§ Excerpts of bounding box data:
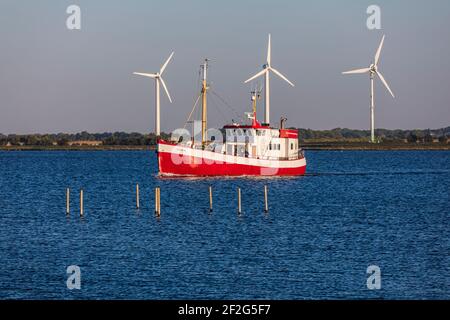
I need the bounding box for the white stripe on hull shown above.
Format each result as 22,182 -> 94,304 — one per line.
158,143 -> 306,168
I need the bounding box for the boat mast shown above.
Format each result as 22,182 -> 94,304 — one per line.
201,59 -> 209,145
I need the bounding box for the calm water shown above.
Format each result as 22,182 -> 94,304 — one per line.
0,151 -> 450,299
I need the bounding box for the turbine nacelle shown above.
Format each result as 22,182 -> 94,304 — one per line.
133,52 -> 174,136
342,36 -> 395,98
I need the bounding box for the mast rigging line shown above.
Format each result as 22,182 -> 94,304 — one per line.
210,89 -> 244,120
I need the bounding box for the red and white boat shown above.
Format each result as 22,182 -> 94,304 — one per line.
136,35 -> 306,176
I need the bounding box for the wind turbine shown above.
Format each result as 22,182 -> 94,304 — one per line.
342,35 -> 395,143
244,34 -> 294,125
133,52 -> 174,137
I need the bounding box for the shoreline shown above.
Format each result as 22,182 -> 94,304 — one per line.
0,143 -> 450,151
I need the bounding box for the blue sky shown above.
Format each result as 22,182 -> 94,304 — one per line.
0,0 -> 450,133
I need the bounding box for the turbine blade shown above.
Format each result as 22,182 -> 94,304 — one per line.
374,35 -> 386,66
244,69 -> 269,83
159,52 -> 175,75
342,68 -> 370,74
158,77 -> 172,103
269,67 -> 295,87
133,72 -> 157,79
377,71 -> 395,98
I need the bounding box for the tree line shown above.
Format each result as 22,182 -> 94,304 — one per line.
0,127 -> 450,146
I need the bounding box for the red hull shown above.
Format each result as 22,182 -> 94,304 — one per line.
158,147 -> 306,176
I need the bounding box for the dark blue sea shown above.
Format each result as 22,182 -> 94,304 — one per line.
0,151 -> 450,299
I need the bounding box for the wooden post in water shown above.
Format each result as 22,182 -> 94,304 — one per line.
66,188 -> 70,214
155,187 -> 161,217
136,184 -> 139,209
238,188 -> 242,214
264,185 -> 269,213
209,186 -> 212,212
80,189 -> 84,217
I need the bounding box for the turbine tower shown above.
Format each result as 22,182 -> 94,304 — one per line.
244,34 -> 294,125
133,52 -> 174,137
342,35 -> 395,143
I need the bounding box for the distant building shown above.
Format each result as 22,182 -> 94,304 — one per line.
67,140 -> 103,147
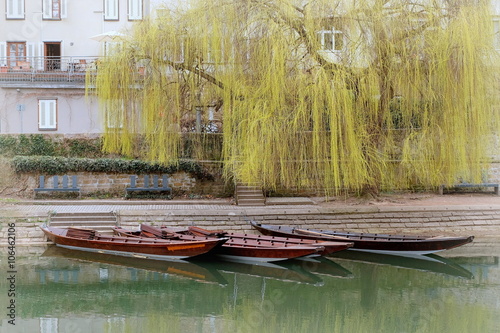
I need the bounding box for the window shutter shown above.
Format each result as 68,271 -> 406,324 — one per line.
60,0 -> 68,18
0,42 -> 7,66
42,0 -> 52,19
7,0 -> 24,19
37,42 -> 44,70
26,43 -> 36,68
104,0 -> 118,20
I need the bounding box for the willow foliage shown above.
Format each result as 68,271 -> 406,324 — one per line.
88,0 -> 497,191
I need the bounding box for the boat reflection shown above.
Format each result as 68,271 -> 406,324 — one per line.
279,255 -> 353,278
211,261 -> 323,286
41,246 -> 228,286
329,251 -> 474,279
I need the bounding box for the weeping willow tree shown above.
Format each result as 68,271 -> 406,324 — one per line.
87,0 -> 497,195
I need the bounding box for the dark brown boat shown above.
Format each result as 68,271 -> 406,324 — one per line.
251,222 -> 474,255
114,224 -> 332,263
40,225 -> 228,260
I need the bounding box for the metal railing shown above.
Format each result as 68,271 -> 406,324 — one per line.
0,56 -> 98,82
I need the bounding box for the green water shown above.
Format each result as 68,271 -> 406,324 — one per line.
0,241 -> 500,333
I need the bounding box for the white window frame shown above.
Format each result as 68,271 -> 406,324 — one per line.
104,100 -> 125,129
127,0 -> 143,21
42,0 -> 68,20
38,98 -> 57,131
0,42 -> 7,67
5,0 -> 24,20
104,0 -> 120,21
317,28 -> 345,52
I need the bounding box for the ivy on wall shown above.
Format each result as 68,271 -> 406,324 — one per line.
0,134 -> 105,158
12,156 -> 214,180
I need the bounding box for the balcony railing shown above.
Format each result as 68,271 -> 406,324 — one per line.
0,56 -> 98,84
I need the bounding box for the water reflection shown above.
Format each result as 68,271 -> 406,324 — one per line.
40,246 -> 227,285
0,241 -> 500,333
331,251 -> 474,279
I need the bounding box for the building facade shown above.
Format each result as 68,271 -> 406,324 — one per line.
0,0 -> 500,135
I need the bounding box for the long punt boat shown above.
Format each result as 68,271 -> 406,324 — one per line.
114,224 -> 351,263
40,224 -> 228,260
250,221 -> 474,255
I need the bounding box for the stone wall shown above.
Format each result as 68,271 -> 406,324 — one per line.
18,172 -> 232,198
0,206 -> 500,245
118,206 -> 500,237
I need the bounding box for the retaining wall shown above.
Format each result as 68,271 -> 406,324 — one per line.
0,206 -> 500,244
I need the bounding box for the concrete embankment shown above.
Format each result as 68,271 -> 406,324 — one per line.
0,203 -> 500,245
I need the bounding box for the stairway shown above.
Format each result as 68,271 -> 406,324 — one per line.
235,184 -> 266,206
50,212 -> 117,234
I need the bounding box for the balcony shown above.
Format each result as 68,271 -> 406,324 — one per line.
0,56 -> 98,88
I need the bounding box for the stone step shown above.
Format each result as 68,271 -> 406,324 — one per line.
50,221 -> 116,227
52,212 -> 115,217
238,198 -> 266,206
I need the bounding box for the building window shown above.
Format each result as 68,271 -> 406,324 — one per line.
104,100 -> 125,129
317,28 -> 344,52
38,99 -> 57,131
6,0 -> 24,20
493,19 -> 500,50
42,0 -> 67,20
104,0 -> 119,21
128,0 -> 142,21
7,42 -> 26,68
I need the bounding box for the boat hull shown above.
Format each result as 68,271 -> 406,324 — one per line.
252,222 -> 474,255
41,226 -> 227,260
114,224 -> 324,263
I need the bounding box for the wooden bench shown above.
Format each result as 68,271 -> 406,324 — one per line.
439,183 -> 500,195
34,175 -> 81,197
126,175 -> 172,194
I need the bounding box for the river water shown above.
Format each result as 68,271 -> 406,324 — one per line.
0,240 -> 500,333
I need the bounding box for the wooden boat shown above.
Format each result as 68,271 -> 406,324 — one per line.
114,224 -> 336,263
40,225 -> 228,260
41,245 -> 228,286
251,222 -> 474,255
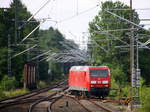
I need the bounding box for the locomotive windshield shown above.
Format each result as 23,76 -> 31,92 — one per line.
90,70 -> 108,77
==
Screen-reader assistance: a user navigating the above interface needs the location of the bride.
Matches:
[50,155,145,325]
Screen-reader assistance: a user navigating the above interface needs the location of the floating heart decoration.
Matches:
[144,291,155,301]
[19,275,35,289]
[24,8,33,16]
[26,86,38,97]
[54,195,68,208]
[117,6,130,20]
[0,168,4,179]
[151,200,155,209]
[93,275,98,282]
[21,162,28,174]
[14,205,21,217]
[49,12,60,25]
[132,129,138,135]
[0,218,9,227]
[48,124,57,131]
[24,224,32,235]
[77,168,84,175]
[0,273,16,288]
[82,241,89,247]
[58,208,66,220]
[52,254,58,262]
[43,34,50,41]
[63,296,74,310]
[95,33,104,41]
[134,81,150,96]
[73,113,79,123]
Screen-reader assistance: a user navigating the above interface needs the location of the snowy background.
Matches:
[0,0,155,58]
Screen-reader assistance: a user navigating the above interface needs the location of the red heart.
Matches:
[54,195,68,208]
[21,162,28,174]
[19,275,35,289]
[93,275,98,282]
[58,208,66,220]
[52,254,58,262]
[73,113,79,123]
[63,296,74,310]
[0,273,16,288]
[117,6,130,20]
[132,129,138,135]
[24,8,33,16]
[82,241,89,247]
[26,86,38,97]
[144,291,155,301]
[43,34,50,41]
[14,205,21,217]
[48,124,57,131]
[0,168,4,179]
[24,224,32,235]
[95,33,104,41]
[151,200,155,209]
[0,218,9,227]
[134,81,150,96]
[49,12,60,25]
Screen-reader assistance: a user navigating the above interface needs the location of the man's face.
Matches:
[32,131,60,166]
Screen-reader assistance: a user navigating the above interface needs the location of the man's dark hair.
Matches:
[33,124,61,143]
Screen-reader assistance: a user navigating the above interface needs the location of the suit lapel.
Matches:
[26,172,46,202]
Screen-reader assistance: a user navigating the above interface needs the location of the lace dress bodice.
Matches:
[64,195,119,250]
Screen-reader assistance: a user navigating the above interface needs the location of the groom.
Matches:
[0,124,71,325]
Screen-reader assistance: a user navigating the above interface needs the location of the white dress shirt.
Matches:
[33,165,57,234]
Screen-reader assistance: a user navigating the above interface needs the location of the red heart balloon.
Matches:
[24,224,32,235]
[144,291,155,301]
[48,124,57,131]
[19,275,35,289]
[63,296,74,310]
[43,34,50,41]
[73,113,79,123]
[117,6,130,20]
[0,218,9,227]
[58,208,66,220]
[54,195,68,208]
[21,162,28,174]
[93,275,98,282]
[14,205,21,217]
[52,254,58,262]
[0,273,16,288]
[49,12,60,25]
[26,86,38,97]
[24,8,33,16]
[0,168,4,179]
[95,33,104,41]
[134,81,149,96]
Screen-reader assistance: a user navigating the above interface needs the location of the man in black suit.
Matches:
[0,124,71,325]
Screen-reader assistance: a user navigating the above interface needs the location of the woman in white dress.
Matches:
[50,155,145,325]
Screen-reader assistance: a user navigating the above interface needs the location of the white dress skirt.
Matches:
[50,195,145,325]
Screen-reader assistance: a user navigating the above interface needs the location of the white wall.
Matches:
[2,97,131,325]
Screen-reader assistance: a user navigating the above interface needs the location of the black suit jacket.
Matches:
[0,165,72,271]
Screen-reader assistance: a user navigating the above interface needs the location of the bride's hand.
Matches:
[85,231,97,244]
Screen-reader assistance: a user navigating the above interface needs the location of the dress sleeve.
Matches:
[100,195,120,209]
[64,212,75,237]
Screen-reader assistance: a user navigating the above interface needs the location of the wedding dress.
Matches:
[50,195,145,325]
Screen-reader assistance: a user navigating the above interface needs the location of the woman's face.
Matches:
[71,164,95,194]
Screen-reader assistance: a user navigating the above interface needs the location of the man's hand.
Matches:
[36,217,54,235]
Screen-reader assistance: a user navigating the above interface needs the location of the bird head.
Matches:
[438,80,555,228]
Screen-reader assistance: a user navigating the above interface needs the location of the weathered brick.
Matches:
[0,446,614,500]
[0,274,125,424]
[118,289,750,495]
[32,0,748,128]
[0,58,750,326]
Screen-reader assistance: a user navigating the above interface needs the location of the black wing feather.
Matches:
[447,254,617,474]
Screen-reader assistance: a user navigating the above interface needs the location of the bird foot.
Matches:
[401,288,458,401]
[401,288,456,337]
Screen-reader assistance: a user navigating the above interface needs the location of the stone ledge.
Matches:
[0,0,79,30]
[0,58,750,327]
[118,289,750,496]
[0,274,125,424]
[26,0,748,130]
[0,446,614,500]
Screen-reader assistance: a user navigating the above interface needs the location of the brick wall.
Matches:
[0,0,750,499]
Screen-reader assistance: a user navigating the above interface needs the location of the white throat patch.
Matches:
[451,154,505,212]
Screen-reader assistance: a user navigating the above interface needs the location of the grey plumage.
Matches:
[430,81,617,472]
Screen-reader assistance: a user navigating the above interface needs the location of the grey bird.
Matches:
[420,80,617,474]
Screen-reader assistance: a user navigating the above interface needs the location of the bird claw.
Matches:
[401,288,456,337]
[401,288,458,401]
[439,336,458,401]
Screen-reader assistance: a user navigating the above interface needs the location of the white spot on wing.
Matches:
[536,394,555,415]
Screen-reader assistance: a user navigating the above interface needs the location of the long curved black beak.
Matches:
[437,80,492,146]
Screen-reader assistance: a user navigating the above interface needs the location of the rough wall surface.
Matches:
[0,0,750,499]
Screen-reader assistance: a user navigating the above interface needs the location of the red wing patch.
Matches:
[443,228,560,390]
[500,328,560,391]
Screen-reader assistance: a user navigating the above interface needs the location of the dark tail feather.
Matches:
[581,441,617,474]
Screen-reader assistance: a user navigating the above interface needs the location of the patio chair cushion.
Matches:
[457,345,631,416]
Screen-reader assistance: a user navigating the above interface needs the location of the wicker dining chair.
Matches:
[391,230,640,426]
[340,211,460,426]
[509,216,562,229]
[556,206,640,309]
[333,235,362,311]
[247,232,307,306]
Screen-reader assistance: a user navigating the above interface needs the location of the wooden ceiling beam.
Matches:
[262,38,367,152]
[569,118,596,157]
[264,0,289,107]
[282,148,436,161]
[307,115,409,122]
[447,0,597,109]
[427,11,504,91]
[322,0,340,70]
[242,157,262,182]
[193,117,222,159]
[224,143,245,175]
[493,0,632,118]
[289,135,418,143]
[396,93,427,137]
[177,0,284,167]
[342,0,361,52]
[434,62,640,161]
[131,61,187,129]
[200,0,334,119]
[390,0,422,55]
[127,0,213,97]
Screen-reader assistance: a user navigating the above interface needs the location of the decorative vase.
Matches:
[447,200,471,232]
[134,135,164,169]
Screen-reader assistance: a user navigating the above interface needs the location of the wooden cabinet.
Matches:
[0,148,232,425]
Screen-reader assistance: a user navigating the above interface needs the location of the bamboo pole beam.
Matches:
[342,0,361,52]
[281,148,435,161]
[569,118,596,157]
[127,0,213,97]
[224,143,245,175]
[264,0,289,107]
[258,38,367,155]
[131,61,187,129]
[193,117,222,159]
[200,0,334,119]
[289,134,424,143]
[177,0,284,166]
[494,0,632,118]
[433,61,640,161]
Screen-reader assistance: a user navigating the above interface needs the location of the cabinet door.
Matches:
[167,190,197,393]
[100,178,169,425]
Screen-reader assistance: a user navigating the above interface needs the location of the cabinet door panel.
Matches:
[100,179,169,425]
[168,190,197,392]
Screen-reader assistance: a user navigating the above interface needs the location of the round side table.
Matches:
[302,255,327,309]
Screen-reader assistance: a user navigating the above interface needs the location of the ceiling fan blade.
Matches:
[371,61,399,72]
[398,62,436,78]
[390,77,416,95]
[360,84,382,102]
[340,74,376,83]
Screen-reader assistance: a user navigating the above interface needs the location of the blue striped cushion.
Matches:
---
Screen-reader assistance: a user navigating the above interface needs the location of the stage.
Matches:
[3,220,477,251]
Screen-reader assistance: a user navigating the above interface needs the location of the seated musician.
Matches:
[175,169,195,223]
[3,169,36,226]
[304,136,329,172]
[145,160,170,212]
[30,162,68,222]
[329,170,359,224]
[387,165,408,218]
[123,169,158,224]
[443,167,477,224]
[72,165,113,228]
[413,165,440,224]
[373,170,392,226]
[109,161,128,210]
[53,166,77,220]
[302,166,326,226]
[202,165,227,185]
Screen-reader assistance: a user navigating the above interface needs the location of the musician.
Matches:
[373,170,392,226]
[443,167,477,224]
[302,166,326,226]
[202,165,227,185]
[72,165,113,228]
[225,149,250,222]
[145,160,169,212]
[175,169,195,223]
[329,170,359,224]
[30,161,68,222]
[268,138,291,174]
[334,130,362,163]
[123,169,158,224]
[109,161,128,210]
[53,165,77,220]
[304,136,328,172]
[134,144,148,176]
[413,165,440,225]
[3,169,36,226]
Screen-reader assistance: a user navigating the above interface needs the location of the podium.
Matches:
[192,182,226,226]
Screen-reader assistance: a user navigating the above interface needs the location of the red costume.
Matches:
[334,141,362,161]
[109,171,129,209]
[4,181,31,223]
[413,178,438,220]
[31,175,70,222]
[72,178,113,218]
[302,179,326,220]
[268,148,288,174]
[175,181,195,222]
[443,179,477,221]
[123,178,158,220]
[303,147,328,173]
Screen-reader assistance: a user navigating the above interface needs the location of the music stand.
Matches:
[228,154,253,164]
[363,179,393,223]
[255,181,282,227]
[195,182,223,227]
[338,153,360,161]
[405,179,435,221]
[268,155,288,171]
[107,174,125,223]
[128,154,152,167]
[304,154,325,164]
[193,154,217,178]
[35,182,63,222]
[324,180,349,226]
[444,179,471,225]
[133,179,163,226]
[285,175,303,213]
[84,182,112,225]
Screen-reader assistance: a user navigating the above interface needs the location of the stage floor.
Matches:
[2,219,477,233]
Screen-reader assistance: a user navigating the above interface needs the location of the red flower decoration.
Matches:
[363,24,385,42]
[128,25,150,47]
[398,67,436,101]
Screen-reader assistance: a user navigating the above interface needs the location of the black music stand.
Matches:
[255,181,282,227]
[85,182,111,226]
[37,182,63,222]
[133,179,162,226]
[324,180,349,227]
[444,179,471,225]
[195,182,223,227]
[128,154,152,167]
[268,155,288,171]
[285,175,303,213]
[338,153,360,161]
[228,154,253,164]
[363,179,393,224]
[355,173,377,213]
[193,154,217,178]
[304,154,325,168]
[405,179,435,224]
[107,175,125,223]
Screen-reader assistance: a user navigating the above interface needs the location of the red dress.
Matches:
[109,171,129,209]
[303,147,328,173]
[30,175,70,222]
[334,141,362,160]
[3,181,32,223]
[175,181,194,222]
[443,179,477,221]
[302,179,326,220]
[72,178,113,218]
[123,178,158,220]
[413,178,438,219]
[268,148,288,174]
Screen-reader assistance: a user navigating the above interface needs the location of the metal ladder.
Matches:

§ AIM OF THE TASK: Rewrite the lines between the one holding "I need the bounding box for the white stripe" and the one holding "158,147 -> 306,176", both included, as a numbered list, omitting any blank lines.

§ ANSWER TO THIS TASK:
1. I need the bounding box for the white stripe on hull shown above.
2. Format each result as 22,182 -> 94,304 — one per line.
3. 158,143 -> 306,168
4. I need the bounding box for the boat mast shown above.
5. Format each result as 22,182 -> 94,304 — one per line.
6. 201,59 -> 209,145
7. I need the bounding box for the calm water shown above.
8. Format each result as 22,182 -> 94,304 — one per line.
9. 0,151 -> 450,299
10. I need the bounding box for the turbine nacelle shown above.
11. Format each result as 22,182 -> 94,304 — one per line.
12. 133,52 -> 174,136
13. 342,36 -> 395,98
14. I need the bounding box for the mast rigging line shown above.
15. Format each result as 22,182 -> 94,304 — one per line.
16. 210,89 -> 244,120
17. I need the bounding box for the red and white boat shown above.
18. Format each result as 22,182 -> 94,304 — one per line.
19. 136,35 -> 306,176
20. I need the bounding box for the wind turbine shown above.
21. Format each result as 22,182 -> 94,304 — one per line.
22. 342,35 -> 395,143
23. 244,34 -> 294,125
24. 133,52 -> 174,137
25. I need the bounding box for the shoreline shown above.
26. Format each result as 22,182 -> 94,304 — one per line.
27. 0,143 -> 450,151
28. I need the bounding box for the blue sky shown above.
29. Format each result as 22,182 -> 94,304 — one per line.
30. 0,0 -> 450,133
31. I need the bounding box for the turbine blade shown above.
32. Format each result as 22,182 -> 94,304 — one per line.
33. 374,35 -> 386,66
34. 244,69 -> 269,83
35. 159,52 -> 175,75
36. 342,68 -> 370,74
37. 158,77 -> 172,103
38. 269,67 -> 295,87
39. 133,72 -> 157,79
40. 377,71 -> 395,98
41. I need the bounding box for the tree line shown above.
42. Format each result as 22,182 -> 94,304 — one per line.
43. 0,127 -> 450,146
44. I need the bounding box for the red hull shown above.
45. Format each result as 22,182 -> 94,304 — one per line.
46. 158,147 -> 306,176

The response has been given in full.